# [Raw data]
[START]
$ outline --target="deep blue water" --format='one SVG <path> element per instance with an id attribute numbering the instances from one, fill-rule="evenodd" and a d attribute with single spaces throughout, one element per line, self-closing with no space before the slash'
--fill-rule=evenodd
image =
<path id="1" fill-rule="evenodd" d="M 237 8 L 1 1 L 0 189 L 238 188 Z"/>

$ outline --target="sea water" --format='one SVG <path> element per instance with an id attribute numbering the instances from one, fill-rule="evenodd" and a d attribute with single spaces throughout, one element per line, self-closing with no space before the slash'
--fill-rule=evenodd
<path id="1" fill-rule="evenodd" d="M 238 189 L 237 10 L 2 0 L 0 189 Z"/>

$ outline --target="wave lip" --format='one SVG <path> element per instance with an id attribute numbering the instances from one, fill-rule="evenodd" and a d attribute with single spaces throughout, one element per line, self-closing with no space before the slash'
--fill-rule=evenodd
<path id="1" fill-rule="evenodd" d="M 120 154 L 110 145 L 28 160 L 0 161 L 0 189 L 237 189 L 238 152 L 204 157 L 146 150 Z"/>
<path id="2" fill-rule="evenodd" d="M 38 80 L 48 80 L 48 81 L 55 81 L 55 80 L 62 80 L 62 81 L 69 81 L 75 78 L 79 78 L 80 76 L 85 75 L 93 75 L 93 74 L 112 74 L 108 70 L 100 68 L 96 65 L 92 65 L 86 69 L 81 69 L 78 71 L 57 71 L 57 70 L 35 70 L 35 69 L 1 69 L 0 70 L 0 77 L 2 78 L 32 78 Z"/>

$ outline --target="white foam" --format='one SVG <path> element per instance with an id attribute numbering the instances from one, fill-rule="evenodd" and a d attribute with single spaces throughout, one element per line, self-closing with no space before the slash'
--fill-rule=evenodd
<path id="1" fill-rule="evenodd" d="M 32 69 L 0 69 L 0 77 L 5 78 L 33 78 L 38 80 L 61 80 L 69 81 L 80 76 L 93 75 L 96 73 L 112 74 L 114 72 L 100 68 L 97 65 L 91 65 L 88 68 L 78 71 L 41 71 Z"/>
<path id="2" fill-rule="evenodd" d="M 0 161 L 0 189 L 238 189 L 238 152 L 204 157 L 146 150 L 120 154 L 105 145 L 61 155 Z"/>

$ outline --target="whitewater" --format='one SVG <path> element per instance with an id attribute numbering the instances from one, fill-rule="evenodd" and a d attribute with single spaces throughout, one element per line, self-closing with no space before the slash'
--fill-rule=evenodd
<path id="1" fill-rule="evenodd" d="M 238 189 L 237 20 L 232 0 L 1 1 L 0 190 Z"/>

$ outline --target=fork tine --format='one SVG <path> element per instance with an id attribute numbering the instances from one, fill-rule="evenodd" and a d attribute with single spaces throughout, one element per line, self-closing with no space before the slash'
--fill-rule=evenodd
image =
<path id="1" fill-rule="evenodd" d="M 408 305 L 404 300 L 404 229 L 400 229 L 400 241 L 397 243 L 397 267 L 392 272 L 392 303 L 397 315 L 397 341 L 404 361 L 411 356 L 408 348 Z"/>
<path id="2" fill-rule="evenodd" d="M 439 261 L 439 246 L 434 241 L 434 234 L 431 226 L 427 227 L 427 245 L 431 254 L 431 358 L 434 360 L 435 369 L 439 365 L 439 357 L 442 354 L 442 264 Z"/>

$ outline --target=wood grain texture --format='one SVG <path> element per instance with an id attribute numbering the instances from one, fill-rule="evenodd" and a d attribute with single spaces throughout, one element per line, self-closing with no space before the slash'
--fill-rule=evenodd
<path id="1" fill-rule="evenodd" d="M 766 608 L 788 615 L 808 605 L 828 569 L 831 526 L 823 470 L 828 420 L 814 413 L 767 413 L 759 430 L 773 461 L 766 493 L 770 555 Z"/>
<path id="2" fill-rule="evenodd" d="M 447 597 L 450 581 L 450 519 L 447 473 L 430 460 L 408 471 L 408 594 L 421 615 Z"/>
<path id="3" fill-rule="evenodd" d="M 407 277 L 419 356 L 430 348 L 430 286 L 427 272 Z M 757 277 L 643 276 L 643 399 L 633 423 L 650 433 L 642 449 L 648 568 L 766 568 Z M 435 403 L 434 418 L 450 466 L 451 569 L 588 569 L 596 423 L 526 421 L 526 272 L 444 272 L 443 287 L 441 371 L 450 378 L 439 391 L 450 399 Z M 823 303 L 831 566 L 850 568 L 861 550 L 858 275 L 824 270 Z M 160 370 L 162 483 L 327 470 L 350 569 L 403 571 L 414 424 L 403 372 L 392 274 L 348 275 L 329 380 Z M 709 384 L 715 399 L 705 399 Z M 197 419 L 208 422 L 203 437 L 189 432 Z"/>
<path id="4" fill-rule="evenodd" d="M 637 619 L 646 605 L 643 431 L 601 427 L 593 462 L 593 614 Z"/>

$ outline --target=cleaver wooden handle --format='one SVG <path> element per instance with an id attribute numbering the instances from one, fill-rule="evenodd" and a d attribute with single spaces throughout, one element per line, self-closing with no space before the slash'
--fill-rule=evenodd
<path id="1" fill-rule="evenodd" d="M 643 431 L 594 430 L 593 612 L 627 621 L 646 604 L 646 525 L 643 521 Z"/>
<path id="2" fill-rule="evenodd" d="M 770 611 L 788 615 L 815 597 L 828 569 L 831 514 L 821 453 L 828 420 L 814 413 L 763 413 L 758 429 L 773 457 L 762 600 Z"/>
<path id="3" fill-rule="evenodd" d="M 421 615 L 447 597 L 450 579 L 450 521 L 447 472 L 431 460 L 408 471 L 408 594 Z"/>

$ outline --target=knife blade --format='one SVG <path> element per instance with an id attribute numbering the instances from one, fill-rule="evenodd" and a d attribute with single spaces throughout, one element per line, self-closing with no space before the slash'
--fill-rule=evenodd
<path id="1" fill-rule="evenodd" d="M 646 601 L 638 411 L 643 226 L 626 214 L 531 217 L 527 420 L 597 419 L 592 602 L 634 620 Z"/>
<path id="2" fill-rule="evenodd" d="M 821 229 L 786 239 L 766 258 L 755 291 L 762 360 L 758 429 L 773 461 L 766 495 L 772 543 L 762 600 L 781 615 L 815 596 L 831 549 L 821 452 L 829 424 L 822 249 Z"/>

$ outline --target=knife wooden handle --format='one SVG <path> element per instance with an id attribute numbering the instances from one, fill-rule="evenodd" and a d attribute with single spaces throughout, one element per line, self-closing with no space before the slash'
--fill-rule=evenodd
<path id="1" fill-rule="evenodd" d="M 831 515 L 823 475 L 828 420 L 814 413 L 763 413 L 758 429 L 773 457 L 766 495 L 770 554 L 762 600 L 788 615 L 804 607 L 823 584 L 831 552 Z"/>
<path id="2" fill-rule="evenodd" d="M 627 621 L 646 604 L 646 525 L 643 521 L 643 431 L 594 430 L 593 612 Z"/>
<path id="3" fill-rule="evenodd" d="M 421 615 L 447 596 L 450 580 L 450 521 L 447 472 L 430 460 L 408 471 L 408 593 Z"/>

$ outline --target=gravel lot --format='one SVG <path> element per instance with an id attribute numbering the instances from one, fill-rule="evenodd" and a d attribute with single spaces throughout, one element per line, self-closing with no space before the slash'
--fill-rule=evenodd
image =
[END]
# [Required work]
Format the rows above as a JSON list of strings, one string per line and blank lines omitted. Begin at the first line of the rows and stop after the line that contains "189 L 237 10".

# [The solution]
[
  "$ outline --target=\"deep blue water\" --format='one SVG <path> element per instance with an id attribute numbering the instances from one, fill-rule=\"evenodd\" and a d attribute with single spaces throughout, one element per line, self-closing with no space before the slash'",
  "--fill-rule=evenodd",
  "image =",
  "<path id=\"1\" fill-rule=\"evenodd\" d=\"M 237 8 L 1 1 L 0 189 L 238 188 Z\"/>",
  "$ outline --target=\"sea water\" --format='one SVG <path> element per instance with an id attribute numbering the instances from one, fill-rule=\"evenodd\" and a d attribute with single spaces throughout, one element per line, self-closing with no space before the slash'",
  "--fill-rule=evenodd",
  "<path id=\"1\" fill-rule=\"evenodd\" d=\"M 238 189 L 237 10 L 2 0 L 0 189 Z\"/>"
]